(Extrait fourni):
—————

Il aura fallu que le public se montre patient, lui qui attendait de s’attabler dans ce restaurant depuis de longs mois. Il aura fallu faire preuve de sang-froid pour faire comprendre à la brigade que les portes ne s’ouvriraient pas tout de suite. Mais ça en valait la peine. Attendu par toute la scène médiatico-gastronomique depuis un bout de temps, le chef Maxime Bouttier est finalement de retour avec Géosmine, la table dont il a toujours rêvé, depuis très jeune, dans un coin de sa tête.
À voir aussi sur Konbini
Il nous aura fallu nous-même un peu de temps avant de venir nous y attabler. Pour des questions très pragmatiques de planning, mais aussi pour nous laisser la chance de nous frotter à une version la plus aboutie et la plus rodée possible de la cuisine du chef. Nous y voilà donc pour le déjeuner, un lundi, jour habituellement consacré au repos chez les cuisiniers. Si plusieurs options et menus à l’aveugle sont possibles, le midi comme le soir, Maxime Bouttier nous demande de “lui faire confiance” et de nous laisser guider par ses inspirations du moment, ses plats déjà “signatures”, et quelques préparations qu’il imagine lancer dans les jours à venir.
Pour ceux qui ne connaissent pas encore Maxime Bouttier, il est encore temps d’imprimer ce nom dans votre esprit. Car il risque de résonner fort, et avec insistance, dans les mois et années à venir – les Américains et le New York Times s’y mettent déjà. D’abord passé par les cuisines de maisons étoilées, puis par Mensae où il a piloté les cuisines en solitaire, il est l’un des chefs que l’on pourrait décrire comme les plus complets de sa génération. Un chef aussi à l’aise dans les associations salées que la pâtisserie. Un chef également passé par le service et les rythmes effrénés en salle. “Avoir eu la chance de me confronter à ces différents univers m’offre aujourd’hui une précieuse polyvalence”, nous confie-t-il, à la fin du service.

—————

[Descriptions de zones en langage naturel]
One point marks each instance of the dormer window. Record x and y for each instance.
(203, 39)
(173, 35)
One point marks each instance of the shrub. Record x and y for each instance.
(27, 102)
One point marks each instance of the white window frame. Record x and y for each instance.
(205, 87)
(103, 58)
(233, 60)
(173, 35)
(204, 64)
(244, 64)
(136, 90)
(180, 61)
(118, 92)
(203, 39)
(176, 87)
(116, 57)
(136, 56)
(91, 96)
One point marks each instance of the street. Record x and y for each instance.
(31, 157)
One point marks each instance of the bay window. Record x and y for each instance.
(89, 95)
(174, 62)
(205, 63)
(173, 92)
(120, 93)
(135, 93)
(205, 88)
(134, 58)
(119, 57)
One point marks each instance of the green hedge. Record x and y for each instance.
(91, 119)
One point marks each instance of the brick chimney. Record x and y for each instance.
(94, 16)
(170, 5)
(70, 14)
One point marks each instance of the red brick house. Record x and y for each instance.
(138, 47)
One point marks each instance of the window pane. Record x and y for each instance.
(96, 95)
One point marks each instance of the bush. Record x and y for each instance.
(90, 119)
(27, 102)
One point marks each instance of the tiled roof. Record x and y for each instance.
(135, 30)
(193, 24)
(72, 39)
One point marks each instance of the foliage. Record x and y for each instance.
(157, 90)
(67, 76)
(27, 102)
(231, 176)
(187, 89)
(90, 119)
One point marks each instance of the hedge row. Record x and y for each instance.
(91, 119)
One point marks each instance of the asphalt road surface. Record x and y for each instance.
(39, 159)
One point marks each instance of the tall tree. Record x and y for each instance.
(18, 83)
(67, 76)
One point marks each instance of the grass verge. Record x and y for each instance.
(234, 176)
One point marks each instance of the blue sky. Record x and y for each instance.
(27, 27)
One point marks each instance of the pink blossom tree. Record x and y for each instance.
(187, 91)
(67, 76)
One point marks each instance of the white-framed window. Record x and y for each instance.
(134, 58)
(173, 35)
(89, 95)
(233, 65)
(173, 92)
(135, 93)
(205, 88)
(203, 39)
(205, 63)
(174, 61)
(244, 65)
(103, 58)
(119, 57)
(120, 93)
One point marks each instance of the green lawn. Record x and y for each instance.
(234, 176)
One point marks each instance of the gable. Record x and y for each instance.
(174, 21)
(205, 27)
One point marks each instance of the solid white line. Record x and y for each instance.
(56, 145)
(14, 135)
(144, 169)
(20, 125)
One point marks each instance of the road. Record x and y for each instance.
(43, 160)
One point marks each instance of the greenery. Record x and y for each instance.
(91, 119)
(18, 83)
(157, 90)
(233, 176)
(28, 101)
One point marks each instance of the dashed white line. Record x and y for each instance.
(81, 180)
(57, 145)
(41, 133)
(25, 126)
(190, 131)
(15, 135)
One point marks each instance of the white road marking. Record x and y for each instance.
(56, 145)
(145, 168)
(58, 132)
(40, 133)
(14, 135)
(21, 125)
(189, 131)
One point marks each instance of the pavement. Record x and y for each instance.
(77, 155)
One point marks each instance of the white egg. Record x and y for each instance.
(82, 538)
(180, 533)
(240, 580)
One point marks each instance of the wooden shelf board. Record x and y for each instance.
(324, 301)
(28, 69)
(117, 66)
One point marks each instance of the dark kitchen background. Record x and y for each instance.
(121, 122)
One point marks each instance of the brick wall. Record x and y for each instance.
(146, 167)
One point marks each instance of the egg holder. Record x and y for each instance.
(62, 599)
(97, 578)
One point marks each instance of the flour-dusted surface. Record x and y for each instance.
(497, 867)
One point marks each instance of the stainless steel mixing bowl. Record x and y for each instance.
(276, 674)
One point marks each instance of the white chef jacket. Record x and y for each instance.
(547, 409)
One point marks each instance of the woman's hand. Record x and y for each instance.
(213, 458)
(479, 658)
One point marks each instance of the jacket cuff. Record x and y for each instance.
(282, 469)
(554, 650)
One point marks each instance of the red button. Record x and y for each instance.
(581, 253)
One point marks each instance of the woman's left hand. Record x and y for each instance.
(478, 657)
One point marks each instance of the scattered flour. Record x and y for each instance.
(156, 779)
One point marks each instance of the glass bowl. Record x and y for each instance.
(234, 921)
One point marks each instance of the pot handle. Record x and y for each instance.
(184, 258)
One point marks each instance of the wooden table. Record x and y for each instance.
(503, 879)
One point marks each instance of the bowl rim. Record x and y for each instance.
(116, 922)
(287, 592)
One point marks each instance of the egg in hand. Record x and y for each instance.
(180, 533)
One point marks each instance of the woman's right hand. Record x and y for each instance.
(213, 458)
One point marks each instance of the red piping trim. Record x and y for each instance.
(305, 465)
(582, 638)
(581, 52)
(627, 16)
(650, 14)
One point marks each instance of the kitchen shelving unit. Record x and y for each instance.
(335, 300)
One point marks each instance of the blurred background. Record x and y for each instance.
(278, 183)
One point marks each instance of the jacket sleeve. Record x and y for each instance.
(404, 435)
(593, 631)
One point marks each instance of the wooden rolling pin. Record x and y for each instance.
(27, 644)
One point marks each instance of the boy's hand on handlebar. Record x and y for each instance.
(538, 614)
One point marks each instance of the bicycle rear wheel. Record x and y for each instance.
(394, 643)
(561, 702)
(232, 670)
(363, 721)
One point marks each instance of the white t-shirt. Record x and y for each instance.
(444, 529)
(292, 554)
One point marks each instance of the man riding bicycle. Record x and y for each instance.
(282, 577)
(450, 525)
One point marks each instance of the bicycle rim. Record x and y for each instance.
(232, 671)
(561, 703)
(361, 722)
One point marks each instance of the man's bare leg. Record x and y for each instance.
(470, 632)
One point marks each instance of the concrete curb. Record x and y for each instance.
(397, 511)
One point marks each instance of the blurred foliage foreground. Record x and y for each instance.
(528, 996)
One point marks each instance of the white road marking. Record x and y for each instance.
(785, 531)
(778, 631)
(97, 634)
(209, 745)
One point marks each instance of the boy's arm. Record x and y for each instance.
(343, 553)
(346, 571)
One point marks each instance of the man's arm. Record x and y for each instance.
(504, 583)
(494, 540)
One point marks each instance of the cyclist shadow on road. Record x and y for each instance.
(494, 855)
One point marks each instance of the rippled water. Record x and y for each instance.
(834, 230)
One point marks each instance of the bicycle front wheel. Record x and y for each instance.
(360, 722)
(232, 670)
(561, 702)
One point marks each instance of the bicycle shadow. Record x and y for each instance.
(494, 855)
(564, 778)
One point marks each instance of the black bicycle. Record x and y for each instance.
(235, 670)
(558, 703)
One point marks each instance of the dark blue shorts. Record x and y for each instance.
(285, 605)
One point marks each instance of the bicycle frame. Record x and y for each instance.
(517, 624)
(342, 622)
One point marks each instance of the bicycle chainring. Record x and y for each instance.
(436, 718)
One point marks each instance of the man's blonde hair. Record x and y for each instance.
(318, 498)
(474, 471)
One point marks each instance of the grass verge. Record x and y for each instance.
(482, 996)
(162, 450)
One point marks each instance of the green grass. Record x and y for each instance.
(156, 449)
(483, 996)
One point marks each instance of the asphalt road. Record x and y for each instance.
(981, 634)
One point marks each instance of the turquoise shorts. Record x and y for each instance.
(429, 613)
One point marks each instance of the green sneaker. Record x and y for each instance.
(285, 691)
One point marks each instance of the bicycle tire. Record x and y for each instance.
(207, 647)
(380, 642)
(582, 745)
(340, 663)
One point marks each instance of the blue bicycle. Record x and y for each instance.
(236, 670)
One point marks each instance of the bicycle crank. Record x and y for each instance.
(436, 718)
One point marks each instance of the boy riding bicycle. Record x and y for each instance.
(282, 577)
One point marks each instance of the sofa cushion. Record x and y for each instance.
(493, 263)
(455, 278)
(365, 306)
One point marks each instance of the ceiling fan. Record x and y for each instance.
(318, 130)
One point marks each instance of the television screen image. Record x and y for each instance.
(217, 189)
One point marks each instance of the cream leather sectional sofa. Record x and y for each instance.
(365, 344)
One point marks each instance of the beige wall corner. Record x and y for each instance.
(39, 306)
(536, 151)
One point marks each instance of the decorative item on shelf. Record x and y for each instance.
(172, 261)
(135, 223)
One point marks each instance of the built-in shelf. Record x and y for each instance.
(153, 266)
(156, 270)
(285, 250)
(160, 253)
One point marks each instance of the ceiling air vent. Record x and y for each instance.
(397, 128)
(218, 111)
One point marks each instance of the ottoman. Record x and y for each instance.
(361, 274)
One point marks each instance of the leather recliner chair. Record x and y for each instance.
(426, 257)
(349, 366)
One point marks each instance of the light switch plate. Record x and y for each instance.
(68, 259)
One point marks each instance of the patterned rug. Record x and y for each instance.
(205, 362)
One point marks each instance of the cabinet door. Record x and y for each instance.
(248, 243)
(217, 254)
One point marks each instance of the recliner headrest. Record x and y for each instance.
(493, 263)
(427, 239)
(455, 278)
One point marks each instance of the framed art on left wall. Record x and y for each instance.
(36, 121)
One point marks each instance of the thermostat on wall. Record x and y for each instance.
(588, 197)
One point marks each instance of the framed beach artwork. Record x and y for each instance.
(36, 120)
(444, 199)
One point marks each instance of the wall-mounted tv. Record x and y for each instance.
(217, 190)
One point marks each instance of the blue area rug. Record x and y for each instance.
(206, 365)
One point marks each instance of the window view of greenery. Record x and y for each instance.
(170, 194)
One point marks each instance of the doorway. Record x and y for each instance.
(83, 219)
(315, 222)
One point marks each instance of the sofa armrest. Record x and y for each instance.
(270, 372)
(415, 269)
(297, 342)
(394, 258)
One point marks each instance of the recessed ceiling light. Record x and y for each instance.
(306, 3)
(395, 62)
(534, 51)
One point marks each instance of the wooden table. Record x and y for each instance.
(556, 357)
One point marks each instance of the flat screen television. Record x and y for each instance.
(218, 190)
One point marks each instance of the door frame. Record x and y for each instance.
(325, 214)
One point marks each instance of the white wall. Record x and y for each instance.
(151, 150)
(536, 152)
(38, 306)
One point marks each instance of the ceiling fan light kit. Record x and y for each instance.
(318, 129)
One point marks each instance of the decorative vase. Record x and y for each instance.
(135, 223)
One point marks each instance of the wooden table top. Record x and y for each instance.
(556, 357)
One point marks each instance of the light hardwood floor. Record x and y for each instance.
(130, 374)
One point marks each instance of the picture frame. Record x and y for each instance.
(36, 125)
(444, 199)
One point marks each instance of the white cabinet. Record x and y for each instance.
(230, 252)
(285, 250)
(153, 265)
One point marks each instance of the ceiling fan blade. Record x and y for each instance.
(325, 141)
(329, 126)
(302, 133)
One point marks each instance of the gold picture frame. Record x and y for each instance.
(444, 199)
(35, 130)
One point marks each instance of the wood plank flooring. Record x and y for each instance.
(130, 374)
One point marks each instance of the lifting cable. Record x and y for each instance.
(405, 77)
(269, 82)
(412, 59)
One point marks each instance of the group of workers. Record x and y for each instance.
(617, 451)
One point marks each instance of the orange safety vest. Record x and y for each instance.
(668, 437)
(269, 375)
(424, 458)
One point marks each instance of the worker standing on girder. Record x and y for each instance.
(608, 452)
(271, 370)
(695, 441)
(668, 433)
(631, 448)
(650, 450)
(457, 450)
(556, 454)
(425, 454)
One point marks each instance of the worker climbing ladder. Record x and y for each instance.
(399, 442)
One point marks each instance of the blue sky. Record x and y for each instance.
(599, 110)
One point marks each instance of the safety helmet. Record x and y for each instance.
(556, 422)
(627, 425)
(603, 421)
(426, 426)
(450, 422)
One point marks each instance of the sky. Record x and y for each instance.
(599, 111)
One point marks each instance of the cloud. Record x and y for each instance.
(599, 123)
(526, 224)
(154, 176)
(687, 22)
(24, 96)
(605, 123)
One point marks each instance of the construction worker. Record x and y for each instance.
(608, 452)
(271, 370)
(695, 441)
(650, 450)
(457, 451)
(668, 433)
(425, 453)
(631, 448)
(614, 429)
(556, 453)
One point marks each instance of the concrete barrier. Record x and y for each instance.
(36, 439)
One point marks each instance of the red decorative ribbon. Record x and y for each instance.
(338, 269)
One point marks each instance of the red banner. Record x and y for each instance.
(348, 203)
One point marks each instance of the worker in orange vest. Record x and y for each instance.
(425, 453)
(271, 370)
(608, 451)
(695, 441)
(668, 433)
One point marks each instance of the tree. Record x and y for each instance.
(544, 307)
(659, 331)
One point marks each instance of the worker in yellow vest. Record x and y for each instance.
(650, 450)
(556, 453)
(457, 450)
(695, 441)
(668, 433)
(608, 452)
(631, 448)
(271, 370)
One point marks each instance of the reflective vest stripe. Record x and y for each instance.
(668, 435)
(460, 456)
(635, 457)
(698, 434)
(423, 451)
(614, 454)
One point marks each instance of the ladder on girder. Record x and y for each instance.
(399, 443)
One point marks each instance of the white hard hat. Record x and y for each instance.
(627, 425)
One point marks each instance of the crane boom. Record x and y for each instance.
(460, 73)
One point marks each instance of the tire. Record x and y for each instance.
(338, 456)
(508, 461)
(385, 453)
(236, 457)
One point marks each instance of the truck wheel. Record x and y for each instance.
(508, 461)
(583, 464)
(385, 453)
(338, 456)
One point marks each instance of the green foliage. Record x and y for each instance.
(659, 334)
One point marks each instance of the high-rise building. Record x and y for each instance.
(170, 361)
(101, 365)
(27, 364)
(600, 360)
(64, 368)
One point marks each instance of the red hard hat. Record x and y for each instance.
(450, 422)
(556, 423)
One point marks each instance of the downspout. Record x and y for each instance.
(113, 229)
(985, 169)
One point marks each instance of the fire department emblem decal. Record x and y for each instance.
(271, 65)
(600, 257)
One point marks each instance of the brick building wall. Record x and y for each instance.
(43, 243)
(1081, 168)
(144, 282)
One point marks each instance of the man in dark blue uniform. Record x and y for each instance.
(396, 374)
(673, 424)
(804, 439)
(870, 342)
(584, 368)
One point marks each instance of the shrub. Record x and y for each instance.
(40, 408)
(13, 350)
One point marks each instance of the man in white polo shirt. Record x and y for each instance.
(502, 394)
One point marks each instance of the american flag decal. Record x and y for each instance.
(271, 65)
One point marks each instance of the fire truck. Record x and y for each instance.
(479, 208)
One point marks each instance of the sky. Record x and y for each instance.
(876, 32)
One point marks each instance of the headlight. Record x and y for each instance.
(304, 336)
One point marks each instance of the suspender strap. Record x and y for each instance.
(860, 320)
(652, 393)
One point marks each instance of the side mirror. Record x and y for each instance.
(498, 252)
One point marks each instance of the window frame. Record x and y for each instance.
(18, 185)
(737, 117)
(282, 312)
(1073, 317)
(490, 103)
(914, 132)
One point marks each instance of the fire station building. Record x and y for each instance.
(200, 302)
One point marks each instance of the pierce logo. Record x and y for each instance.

—————

(Consigne de travail): Traduisez en anglais cette phrase de l'article sur le chef Maxime Bouttier : « Pour ceux qui ne connaissent pas encore Maxime Bouttier, il est encore temps d’imprimer ce nom dans votre esprit. » La liste n'a aucun rapport avec l'article sur le chef Maxime Bouttier.

(Zone de réponse): For those who don't know Maxime Bouttier yet, there is still time to imprint this name on your mind.